• [ASSIGNED TASK]
State how many lines of the listing below include the word "shape". Give only the number.
****
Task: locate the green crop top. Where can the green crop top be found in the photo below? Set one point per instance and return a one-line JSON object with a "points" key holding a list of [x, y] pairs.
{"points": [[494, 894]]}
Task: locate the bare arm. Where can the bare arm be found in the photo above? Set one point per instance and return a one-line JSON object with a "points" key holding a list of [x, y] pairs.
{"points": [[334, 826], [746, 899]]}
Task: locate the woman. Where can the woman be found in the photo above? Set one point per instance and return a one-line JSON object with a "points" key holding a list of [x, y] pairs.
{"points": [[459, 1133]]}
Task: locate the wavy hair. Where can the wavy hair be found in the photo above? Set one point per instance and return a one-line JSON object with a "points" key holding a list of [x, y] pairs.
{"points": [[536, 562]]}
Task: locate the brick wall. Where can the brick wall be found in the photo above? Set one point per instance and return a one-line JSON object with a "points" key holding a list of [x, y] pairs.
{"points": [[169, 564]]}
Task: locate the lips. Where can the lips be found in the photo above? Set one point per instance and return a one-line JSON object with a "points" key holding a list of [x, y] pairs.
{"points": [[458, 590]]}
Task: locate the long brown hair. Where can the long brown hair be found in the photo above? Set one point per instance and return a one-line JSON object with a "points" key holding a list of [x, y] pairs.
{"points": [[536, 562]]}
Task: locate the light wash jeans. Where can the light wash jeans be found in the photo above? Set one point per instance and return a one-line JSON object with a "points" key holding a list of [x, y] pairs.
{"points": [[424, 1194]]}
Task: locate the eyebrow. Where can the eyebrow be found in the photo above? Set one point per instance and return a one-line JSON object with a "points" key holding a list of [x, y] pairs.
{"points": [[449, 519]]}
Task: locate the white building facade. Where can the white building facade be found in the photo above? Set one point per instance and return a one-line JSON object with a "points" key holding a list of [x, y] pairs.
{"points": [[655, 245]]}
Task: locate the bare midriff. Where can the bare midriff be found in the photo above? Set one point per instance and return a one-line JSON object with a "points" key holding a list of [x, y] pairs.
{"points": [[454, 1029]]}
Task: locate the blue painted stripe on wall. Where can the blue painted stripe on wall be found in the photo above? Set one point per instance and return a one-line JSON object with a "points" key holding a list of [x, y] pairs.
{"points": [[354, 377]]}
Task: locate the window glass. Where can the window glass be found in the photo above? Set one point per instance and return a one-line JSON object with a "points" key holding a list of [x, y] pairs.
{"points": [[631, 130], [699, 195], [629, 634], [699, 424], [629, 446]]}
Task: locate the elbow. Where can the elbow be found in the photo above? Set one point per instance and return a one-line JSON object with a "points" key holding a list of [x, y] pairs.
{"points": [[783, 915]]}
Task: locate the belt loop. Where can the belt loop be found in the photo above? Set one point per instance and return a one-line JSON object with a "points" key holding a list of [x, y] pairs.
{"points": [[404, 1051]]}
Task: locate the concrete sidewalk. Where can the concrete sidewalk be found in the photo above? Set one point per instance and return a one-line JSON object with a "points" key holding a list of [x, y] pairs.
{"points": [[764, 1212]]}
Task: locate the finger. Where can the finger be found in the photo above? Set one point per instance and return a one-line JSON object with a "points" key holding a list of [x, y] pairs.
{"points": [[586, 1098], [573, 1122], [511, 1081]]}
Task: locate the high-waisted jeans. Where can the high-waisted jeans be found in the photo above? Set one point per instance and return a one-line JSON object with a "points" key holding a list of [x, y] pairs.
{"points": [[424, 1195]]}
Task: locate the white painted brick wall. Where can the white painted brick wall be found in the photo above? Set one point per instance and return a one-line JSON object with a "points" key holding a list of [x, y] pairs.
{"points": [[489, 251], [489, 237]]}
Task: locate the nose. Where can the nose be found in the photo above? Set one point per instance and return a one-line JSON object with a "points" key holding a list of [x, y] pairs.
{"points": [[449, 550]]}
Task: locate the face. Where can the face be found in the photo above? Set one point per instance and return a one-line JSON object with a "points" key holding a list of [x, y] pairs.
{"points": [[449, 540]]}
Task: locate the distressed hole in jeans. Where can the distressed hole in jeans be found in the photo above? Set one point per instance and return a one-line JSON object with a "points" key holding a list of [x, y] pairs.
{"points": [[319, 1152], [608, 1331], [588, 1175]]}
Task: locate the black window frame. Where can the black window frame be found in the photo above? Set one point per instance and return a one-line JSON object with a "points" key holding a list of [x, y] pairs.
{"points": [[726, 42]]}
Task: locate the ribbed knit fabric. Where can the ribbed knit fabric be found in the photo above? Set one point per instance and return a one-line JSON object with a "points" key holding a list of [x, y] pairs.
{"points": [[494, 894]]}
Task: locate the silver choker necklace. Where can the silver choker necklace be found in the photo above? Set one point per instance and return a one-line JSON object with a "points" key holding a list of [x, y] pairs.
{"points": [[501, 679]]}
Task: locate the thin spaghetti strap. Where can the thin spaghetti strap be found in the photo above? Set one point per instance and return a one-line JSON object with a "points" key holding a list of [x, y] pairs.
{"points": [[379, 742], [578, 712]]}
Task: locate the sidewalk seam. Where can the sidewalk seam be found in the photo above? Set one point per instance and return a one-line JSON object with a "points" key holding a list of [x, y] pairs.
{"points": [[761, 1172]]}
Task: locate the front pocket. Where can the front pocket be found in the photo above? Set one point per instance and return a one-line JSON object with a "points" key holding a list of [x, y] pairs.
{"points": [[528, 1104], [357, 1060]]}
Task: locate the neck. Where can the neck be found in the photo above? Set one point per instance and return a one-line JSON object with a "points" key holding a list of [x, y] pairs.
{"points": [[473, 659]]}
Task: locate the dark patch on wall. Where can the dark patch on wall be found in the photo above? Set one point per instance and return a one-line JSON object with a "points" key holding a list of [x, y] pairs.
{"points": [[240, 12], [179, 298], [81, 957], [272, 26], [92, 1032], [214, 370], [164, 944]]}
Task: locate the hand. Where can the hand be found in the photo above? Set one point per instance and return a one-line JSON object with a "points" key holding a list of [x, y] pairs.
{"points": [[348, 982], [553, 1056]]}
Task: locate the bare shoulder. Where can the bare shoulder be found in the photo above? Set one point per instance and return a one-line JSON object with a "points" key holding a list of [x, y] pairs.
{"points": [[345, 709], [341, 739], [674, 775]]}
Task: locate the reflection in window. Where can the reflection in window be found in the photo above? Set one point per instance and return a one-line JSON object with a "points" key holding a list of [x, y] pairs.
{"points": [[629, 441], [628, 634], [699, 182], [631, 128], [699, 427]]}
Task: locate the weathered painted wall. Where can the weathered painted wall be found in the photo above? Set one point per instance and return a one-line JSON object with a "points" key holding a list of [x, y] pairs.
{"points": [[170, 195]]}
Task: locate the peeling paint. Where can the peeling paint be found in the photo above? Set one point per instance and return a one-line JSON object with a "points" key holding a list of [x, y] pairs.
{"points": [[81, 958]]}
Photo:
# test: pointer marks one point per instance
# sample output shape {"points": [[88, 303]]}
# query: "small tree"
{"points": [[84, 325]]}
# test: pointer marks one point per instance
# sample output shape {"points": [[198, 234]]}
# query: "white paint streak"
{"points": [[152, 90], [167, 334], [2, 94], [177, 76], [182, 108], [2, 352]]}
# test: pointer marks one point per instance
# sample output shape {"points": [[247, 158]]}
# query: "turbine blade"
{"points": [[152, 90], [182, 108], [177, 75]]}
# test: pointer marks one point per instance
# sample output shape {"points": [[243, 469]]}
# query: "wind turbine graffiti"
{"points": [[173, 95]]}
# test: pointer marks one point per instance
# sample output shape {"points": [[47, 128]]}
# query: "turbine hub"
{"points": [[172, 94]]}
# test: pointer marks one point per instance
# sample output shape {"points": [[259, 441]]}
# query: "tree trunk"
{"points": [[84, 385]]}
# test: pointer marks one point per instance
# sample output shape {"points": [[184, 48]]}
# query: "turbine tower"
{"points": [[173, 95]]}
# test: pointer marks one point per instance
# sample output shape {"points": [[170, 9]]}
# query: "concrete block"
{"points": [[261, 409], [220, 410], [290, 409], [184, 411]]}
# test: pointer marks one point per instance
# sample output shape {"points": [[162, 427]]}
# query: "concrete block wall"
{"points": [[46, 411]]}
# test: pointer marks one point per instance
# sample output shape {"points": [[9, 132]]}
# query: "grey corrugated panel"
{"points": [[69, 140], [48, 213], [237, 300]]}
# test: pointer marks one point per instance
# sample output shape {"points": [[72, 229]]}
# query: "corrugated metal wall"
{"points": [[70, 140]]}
****
• [COMPLETED EXERCISE]
11